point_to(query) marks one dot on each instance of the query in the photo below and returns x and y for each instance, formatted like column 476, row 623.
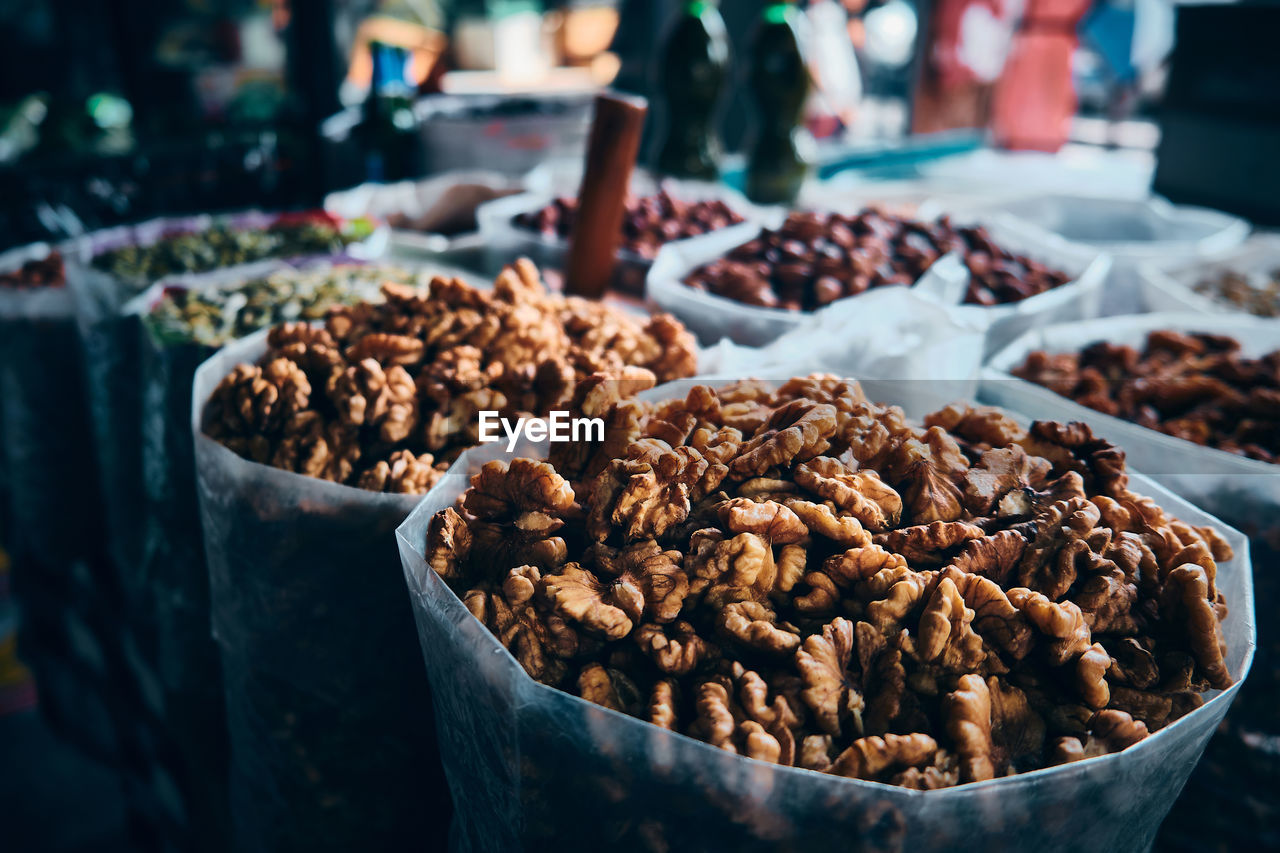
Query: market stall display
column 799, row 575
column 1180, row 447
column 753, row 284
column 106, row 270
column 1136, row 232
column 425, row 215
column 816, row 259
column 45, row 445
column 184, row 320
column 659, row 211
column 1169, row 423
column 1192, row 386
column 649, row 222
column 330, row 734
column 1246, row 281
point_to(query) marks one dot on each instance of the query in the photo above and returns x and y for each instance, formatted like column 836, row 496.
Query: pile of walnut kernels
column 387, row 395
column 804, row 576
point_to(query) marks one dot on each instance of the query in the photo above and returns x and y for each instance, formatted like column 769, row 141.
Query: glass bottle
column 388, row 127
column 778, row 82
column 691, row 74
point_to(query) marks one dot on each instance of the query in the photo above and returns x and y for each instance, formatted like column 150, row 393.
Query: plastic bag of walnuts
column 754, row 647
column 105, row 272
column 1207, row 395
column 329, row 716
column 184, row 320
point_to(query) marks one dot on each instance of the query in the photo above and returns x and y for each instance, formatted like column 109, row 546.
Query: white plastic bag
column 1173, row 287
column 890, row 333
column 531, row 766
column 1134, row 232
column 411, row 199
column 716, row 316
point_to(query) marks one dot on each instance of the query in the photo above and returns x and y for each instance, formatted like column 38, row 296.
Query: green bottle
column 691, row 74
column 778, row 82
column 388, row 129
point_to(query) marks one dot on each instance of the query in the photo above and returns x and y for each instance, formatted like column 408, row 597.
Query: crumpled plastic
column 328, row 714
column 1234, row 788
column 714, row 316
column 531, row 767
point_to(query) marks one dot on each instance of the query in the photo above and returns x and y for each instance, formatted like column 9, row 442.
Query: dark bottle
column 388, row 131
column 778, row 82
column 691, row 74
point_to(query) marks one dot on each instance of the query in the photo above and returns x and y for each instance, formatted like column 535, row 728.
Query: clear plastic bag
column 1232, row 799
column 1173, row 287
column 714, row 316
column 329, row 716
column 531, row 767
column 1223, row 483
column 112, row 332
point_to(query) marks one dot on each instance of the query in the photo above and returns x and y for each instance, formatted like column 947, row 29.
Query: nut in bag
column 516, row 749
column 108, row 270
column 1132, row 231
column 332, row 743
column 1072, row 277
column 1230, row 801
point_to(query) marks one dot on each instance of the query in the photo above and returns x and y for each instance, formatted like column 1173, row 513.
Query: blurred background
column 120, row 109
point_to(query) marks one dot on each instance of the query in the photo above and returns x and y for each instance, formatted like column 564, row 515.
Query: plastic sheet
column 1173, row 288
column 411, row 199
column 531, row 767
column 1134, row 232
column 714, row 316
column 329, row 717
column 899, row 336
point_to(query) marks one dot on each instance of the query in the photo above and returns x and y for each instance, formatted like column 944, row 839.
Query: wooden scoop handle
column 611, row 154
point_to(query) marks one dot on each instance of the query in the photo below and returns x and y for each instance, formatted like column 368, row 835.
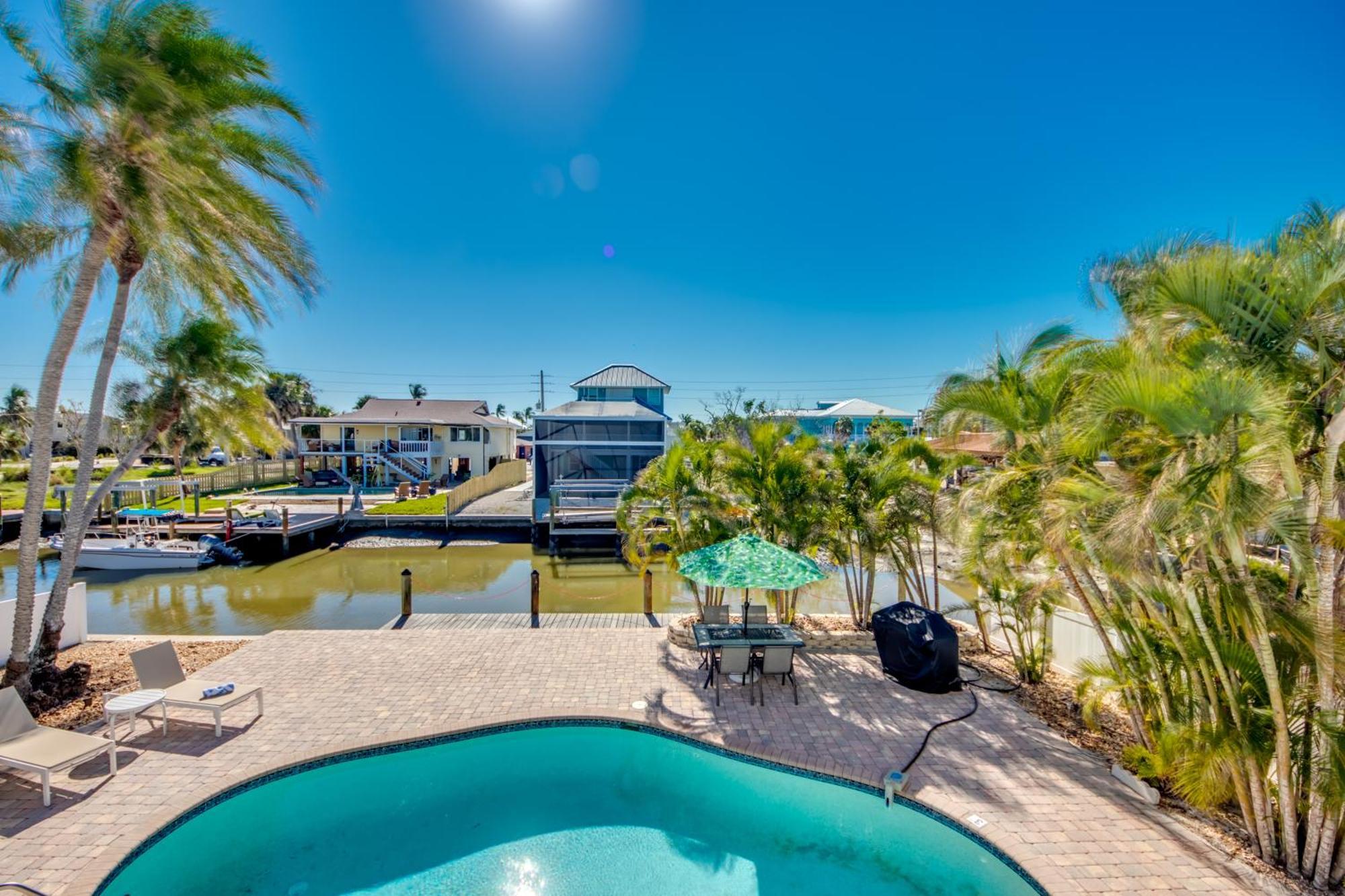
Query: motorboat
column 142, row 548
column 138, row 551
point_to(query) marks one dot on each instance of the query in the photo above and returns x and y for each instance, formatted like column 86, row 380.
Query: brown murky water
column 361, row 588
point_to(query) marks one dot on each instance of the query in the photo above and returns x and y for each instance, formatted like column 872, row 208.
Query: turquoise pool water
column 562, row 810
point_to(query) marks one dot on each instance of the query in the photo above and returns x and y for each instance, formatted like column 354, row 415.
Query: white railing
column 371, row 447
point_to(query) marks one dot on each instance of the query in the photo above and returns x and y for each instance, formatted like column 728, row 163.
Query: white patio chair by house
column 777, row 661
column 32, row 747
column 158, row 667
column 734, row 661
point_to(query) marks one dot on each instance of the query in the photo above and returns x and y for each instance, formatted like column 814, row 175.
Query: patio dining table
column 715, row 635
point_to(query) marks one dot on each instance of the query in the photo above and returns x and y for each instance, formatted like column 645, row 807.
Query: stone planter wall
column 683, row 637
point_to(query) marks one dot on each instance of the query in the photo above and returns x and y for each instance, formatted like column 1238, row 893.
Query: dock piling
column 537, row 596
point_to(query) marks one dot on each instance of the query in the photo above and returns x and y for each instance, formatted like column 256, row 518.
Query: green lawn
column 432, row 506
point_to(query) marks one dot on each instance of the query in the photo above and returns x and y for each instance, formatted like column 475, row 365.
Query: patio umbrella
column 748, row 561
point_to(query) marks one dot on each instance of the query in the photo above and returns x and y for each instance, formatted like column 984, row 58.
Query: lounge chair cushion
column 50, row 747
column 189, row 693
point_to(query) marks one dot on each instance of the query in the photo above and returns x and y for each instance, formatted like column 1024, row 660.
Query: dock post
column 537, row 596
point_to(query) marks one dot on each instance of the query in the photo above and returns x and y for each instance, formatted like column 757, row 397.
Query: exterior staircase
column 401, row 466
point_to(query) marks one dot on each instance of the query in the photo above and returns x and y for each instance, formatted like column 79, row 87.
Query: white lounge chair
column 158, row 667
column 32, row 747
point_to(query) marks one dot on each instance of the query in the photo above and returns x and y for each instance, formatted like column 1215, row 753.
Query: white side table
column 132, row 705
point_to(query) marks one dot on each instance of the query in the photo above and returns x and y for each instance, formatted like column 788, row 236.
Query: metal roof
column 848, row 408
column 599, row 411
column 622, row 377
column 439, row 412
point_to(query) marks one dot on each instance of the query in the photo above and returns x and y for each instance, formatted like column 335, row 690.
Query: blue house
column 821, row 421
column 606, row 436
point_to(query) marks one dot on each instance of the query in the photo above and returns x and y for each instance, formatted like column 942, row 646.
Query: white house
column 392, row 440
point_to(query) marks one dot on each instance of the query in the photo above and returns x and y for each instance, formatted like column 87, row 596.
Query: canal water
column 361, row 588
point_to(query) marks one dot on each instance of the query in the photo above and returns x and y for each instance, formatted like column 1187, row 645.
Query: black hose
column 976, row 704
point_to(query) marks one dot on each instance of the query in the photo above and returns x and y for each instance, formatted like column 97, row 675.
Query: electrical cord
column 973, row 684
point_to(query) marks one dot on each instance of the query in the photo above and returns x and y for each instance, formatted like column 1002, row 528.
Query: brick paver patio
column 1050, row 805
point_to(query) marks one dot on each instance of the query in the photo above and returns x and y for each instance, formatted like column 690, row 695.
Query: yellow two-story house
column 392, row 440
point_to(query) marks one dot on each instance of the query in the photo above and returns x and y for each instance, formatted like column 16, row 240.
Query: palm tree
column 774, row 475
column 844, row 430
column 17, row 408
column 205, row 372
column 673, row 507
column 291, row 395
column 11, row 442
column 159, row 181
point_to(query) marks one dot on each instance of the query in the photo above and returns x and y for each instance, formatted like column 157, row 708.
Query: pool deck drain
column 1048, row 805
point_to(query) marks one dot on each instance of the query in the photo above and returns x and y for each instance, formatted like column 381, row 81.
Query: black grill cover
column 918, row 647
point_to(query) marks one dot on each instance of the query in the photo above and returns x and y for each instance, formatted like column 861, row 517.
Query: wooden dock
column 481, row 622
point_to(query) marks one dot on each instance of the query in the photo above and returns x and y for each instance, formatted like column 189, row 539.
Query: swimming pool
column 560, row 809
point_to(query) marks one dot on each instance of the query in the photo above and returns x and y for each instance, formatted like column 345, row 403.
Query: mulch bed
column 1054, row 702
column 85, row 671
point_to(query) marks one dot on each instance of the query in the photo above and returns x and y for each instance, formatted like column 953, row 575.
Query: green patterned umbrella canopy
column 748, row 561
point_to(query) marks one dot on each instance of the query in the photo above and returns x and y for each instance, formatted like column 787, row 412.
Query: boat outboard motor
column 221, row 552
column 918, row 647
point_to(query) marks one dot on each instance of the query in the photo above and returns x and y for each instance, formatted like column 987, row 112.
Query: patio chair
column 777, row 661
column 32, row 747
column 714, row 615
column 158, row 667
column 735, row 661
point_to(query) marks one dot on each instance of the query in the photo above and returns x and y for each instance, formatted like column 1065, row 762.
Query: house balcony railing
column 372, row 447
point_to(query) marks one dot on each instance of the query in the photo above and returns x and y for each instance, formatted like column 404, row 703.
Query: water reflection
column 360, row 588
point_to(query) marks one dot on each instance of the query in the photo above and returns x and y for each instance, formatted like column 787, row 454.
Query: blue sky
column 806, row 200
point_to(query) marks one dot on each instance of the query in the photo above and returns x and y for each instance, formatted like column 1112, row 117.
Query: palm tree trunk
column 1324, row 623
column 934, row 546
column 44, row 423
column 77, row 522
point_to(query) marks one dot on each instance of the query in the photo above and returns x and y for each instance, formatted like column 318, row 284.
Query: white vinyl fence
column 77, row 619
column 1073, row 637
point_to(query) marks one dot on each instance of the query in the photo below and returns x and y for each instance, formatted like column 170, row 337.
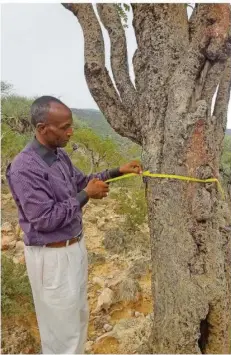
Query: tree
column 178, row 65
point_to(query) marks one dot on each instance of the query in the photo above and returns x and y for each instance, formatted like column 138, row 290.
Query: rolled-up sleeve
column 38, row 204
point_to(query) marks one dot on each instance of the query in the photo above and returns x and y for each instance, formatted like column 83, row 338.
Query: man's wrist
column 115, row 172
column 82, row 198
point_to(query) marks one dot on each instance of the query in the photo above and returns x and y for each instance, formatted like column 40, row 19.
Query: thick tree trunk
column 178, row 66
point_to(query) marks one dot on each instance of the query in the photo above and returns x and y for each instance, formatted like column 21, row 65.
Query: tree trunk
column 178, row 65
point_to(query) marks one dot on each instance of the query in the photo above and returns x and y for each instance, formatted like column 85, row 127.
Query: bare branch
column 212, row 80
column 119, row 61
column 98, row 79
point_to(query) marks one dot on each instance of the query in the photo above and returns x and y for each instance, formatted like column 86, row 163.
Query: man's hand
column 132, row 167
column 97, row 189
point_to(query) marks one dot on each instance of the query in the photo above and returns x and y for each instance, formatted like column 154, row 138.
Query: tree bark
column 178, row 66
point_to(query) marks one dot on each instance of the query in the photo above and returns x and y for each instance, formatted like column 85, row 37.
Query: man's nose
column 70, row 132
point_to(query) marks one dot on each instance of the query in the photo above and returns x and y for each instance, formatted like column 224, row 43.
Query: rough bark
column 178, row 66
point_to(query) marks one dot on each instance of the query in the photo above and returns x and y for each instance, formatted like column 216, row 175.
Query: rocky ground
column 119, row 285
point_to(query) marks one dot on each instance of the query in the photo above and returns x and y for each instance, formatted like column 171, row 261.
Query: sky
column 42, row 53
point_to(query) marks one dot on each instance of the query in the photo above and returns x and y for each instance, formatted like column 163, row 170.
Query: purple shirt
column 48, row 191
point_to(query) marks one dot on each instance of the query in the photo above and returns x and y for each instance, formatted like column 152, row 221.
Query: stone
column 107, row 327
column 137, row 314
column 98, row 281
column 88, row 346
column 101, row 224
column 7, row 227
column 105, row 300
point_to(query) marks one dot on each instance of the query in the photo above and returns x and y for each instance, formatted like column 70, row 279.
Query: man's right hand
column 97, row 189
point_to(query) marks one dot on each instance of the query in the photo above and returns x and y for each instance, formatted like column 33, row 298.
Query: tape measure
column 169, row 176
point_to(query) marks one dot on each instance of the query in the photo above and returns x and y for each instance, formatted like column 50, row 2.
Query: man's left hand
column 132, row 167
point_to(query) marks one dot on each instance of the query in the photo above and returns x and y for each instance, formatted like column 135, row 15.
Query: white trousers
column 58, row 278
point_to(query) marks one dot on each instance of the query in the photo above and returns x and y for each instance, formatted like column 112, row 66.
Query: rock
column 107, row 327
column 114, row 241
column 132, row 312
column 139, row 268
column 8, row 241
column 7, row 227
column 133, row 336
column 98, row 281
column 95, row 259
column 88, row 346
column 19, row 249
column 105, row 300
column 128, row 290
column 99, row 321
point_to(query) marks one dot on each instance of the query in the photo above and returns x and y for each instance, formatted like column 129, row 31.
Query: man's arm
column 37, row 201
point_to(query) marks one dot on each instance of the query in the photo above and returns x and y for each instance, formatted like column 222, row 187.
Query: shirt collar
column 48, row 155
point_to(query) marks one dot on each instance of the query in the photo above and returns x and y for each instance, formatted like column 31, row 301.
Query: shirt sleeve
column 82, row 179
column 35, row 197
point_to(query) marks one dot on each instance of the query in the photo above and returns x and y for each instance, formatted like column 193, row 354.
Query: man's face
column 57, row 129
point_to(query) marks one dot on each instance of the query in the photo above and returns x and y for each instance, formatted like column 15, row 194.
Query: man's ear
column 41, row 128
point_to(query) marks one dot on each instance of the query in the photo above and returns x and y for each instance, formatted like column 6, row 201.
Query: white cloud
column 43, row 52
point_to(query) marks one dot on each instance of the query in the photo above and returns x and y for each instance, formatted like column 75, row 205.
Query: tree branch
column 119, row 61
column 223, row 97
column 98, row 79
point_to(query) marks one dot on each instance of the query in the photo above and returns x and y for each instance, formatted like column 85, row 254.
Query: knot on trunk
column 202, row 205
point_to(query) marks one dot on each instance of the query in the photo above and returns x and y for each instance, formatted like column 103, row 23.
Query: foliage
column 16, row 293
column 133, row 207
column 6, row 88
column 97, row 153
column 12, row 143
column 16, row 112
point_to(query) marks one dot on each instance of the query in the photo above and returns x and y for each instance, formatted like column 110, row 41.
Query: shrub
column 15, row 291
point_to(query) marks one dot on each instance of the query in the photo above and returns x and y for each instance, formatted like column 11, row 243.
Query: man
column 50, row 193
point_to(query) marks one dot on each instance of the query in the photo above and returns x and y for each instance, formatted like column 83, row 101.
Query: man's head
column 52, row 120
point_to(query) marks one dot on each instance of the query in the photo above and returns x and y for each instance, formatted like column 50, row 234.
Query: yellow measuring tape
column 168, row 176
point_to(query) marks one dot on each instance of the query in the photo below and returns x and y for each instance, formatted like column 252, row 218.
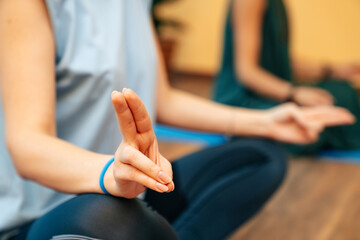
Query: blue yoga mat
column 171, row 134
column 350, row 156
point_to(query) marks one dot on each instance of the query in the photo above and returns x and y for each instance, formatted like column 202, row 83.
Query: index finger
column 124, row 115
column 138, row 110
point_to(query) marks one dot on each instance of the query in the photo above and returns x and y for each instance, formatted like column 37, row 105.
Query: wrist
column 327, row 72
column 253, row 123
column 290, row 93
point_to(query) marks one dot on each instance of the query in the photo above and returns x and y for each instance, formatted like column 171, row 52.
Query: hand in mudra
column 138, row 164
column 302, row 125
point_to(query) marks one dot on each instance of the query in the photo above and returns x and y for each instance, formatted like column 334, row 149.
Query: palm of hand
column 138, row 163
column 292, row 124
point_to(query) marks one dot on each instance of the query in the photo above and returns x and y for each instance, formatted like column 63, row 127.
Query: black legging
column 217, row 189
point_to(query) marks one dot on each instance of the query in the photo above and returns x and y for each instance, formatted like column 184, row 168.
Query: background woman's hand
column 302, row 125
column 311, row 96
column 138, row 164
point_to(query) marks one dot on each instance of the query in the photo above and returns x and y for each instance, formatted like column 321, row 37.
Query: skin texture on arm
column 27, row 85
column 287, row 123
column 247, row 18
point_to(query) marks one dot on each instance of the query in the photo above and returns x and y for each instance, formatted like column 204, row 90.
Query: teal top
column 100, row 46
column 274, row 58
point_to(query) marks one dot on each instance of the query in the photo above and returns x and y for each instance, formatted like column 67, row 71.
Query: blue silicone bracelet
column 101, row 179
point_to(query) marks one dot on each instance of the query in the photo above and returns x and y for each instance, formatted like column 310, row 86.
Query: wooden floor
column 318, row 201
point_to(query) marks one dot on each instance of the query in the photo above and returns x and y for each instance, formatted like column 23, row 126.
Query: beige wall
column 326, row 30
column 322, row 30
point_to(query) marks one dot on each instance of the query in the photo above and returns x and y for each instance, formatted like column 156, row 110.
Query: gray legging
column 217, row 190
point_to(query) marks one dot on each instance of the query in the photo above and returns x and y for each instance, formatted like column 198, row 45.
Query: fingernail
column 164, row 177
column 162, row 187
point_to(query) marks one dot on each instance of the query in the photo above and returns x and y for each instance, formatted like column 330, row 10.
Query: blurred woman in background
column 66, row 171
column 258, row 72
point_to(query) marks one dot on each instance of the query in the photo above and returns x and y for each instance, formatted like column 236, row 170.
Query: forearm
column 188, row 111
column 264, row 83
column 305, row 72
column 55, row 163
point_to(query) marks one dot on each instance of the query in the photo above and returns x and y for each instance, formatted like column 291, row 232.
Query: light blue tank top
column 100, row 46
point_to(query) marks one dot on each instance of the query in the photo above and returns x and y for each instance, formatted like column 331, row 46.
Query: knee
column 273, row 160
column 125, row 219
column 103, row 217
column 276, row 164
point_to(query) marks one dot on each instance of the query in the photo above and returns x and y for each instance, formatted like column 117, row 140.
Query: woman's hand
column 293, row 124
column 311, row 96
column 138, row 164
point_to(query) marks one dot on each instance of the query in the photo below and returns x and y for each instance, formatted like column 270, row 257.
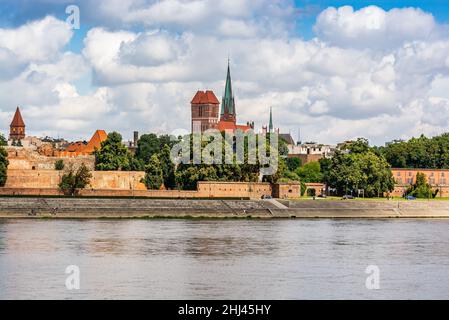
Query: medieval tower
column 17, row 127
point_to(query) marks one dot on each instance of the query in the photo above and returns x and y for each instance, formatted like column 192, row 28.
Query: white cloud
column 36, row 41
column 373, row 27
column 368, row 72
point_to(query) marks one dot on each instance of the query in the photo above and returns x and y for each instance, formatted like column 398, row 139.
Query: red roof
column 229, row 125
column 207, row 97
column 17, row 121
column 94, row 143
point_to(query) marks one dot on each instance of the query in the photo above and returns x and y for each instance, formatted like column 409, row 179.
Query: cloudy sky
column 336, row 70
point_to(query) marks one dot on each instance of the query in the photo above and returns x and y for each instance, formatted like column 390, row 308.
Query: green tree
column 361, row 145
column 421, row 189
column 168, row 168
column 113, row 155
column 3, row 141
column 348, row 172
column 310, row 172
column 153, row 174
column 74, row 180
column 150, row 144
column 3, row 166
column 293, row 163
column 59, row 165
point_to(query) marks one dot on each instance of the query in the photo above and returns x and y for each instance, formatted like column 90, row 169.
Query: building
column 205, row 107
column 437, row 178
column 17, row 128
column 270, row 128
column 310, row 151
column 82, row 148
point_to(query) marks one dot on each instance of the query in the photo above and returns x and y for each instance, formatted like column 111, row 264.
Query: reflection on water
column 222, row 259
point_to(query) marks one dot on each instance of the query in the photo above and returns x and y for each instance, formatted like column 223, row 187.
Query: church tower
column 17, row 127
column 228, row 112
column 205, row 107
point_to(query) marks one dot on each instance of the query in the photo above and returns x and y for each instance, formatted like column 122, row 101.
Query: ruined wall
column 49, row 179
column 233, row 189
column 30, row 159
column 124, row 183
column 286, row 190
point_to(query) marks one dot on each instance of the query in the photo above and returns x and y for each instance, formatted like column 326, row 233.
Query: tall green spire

Instrucciones de la tarea: Reproduce sin ningún cambio las líneas del listado de arriba que van desde la que contiene "112, row 66." hasta la que contiene "column 43, row 52", ambas incluidas.

Respuesta al ejercicio:
point_to(query) marks one dot on each instance of the query in the photo above and returns x and y for each instance, formatted like column 112, row 66.
Query: rock
column 107, row 327
column 114, row 241
column 132, row 312
column 139, row 268
column 8, row 241
column 7, row 227
column 133, row 336
column 98, row 281
column 95, row 259
column 88, row 346
column 19, row 249
column 105, row 300
column 128, row 290
column 99, row 321
point_to(query) marks one dot on each instance of the query in the photo above and returns x and y for each instance, formatted like column 129, row 31.
Query: man's arm
column 37, row 201
point_to(query) marks one dot on each instance of the query in the photo above and returns x and y for each instance, formatted like column 222, row 187.
Query: shirt collar
column 48, row 155
point_to(query) marks one dot on each instance of the query in the photo above and returns x and y for each instance, formatted like column 31, row 301.
Query: shirt sleeve
column 82, row 179
column 35, row 197
point_to(query) marks one dot on each instance of the query in the photo above and returns x and y for each instance, formatted like column 193, row 354.
Query: man's face
column 57, row 129
point_to(query) marks one dot on each instance of the query in the photo above and returns x and y for each instance, formatted like column 15, row 194.
Query: man's ear
column 41, row 128
point_to(query) marks one dot on each instance of the query in the photo above and returns x and y for each instance, formatted like column 6, row 201.
Query: white cloud
column 43, row 52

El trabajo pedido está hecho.